Task to complete:
Write out each line below exactly as it appears.

Data for this exercise:

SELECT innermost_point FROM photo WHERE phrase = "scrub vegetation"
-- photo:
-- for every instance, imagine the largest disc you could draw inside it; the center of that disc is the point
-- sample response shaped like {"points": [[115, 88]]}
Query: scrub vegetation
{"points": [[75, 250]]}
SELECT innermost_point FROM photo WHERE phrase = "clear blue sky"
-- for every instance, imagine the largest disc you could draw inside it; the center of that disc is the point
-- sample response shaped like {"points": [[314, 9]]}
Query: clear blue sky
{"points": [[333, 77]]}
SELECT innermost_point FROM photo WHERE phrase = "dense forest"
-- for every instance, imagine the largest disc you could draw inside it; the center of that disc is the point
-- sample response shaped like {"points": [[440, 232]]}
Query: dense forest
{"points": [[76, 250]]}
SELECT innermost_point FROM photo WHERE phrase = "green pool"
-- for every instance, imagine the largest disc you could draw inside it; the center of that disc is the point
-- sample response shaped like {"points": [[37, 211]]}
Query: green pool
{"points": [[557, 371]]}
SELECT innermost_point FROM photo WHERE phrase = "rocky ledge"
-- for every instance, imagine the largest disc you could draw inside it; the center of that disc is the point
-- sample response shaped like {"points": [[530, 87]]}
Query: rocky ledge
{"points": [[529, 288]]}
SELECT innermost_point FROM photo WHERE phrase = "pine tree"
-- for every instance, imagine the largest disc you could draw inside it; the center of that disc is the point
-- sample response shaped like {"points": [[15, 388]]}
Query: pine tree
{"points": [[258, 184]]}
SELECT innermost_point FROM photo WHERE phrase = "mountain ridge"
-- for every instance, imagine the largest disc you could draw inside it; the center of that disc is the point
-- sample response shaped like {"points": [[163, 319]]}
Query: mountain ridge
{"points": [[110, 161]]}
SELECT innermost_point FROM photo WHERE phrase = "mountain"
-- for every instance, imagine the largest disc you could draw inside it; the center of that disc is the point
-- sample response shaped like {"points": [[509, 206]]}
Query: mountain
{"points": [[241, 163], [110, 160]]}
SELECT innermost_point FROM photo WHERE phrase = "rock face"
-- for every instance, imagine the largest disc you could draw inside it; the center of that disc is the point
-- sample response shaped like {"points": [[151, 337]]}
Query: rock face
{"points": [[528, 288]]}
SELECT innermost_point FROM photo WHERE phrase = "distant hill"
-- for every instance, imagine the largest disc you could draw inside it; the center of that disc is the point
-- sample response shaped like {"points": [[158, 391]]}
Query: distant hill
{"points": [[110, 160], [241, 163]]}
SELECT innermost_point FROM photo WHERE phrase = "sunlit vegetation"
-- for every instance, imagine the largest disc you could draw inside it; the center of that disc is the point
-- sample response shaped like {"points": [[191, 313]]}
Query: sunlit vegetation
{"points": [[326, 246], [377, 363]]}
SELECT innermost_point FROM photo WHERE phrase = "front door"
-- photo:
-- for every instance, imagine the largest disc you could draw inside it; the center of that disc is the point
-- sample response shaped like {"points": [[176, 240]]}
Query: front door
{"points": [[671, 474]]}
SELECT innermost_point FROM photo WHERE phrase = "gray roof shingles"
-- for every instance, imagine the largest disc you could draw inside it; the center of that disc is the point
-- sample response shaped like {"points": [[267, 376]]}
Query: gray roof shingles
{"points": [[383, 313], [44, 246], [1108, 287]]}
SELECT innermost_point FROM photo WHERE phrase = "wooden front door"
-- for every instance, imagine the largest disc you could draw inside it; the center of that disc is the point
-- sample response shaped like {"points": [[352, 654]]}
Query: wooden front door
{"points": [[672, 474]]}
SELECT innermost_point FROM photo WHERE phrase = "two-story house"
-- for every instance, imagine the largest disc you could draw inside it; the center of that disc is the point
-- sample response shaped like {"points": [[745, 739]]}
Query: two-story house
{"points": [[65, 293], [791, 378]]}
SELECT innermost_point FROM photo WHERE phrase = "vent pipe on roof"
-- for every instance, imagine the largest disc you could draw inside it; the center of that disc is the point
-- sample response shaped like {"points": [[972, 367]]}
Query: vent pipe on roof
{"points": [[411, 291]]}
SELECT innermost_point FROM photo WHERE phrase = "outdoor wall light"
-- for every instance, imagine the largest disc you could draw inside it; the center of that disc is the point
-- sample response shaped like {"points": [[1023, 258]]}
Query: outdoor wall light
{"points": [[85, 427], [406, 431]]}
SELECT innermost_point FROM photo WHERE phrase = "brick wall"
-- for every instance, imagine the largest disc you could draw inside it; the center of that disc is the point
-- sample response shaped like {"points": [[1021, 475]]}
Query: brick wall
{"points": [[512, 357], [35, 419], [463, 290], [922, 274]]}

Written response:
SELECT innermost_point FROM photo WHERE phrase = "scrub vegetation"
-- photo:
-- for every instance, imagine the largest disc you could draw inside it; the center of that disc is the point
-- sample response shaped like {"points": [[115, 88]]}
Query: scrub vegetation
{"points": [[75, 250]]}
SELECT innermost_point FROM photo WHERE phrase = "clear blue sky"
-- for every instance, imagine the largest disc you could draw inside it; the center of that disc is the point
-- sample response shaped like {"points": [[314, 9]]}
Query: clear blue sky
{"points": [[333, 77]]}
SELECT innermost_point FROM photo WHERE phrase = "dense forest"
-- for every instance, imagine the largest disc you could draw inside it; the center of that disc is the point
-- sample response shaped like {"points": [[440, 232]]}
Query: dense forest
{"points": [[76, 250]]}
SELECT innermost_point FROM photo WHERE phrase = "green pool"
-- for every instance, imagine the largest disc you could draw inside it; the center of that disc is the point
-- sample response shaped like {"points": [[37, 211]]}
Query: green pool
{"points": [[557, 371]]}
SELECT innermost_point FROM photo WHERE phrase = "rocky ledge"
-- for every instance, imagine the largest disc you could draw inside it; the center of that disc is the point
-- sample response shaped like {"points": [[530, 87]]}
Query: rocky ledge
{"points": [[529, 288]]}
SELECT innermost_point FROM photo WHERE phrase = "pine tree"
-- for every instance, imagine the largest disc you could draw inside it; the center of that disc is the point
-- sample response shaped like {"points": [[15, 388]]}
Query: pine tree
{"points": [[258, 184]]}
SELECT innermost_point FROM photo WHERE phrase = "mountain ridge"
-- for every instance, imagine the largest disc you could draw inside it; the center of that disc is the point
-- sample response shaped like {"points": [[163, 319]]}
Query: mountain ridge
{"points": [[110, 161]]}
SELECT innermost_point FROM photo WHERE phrase = "mountain"
-- for every instance, imagine the largest disc you could draw inside it; the center of that disc is the point
-- sample response shaped like {"points": [[509, 206]]}
Query: mountain
{"points": [[241, 163], [110, 160]]}
SELECT innermost_point FROM photo WHERE phrase = "rock face"
-- for every instance, imagine the largest disc you could draw inside it; the center of that disc is the point
-- sample response shaped like {"points": [[151, 337]]}
Query: rock face
{"points": [[528, 288]]}
SELECT innermost_point FROM photo WHERE phrase = "distant hill"
-- for every instance, imagine the largest disc you could draw inside it; the center of that disc is the point
-- sample response shaped like {"points": [[158, 391]]}
Query: distant hill
{"points": [[110, 160], [241, 163]]}
SELECT innermost_point FROM photo WHERE phrase = "sunlit vegetation"
-- for every instance, imagine the largest disc you could draw inside it; the center of that disc is the point
-- sample response shaped like {"points": [[191, 313]]}
Query: sunlit vegetation
{"points": [[326, 246], [377, 363]]}
SELECT innermost_point FROM photo WHERE phrase = "front door"
-- photo:
-- for every instance, imagine the largest disc you could draw inside it; the center of that disc is the point
-- sample response shaped like {"points": [[176, 240]]}
Query: front door
{"points": [[671, 474]]}
SELECT innermost_point FROM photo WHERE phrase = "gray roof shingles"
-- for every instance, imagine the largest disc you could draw inside it; the center of that disc is the point
-- sample response shaped like {"points": [[267, 376]]}
Query: gray roof shingles
{"points": [[383, 313], [44, 246], [1108, 287]]}
SELECT innermost_point FROM photo WHERE phrase = "wooden front door"
-- for every instance, imagine the largest disc you could draw inside it; the center of that disc is the point
-- sample response shaped like {"points": [[352, 654]]}
Query: wooden front door
{"points": [[672, 474]]}
SELECT innermost_point FROM photo WHERE phrase = "two-story house"
-- for every instance, imagine the largest disc you could draw inside it; the center of that disc is the point
-- sample response shaped like {"points": [[745, 739]]}
Query: two-story house
{"points": [[65, 293], [791, 378]]}
SELECT innermost_point FROM photo WHERE phrase = "vent pipe on roof"
-- for every instance, imagine the largest disc you could draw inside it; the center of that disc is the point
-- sample response shaped like {"points": [[972, 367]]}
Query: vent pipe on roof
{"points": [[411, 291]]}
SELECT innermost_point FROM photo WHERE phrase = "outdoor wall light"
-- for every instance, imagine the largest disc you could draw inside it; the center of that disc is the point
-- sample response shaped like {"points": [[1023, 258]]}
Query: outdoor wall light
{"points": [[85, 427], [406, 431]]}
SELECT innermost_point FROM photo WHERE phrase = "brick wall"
-- for every instance, imagine the largest disc you could draw inside it; the center of that disc is the point
-- sample response shaped like {"points": [[1021, 475]]}
Query: brick wall
{"points": [[512, 357], [35, 419], [463, 290], [922, 274]]}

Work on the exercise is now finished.